Top of INPUT MATERIAL
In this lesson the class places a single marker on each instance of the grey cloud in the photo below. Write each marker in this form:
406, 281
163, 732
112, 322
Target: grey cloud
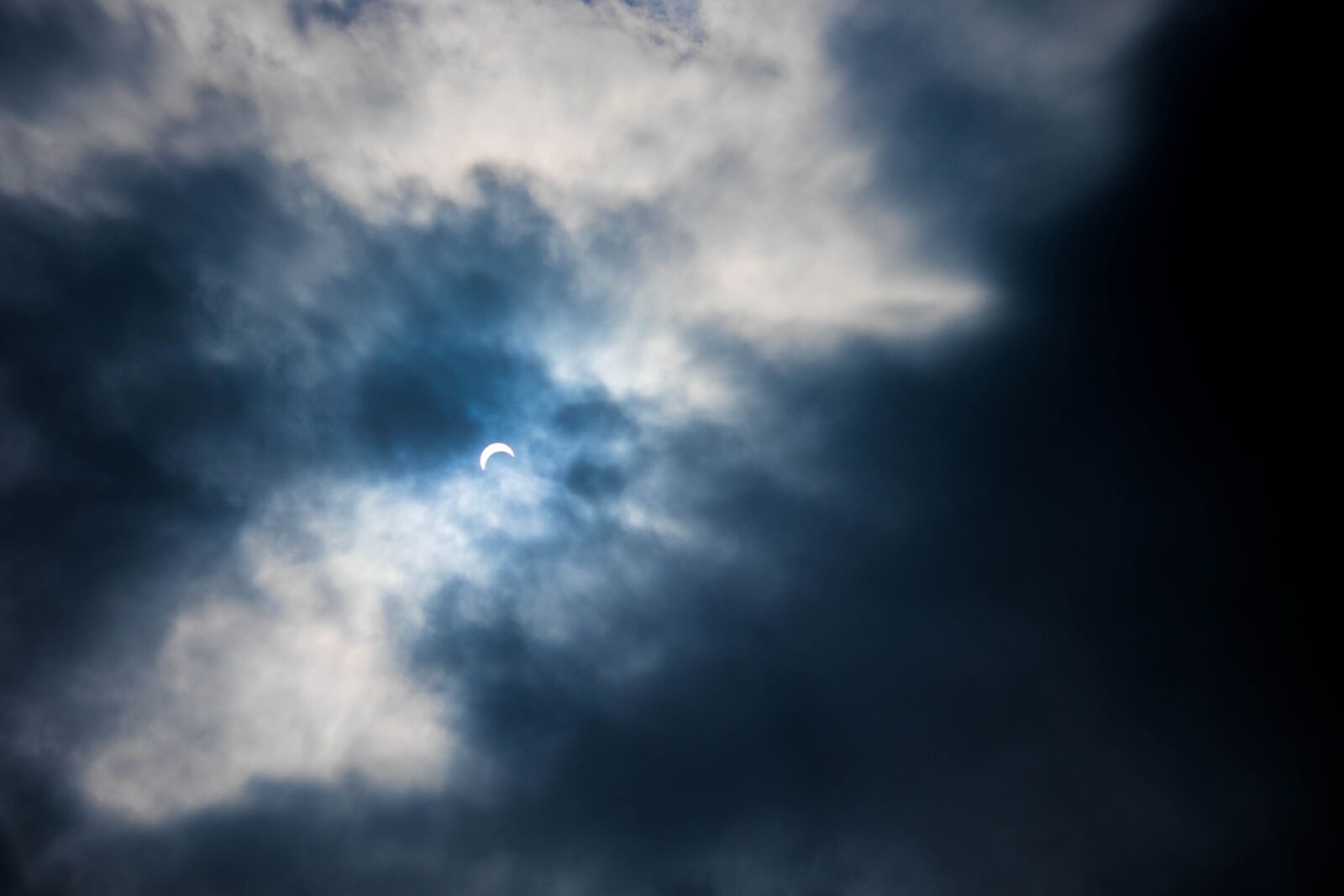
Bottom of INPUT MATERIAL
A word-for-word transcription of the entries above, free of images, is what is wanted.

» **EXPECTED ANSWER**:
In this lesson the class places a single marker on each instance of the grey cloud in the photo below. Write each marker in this form:
406, 281
163, 732
112, 322
Target: grey cloud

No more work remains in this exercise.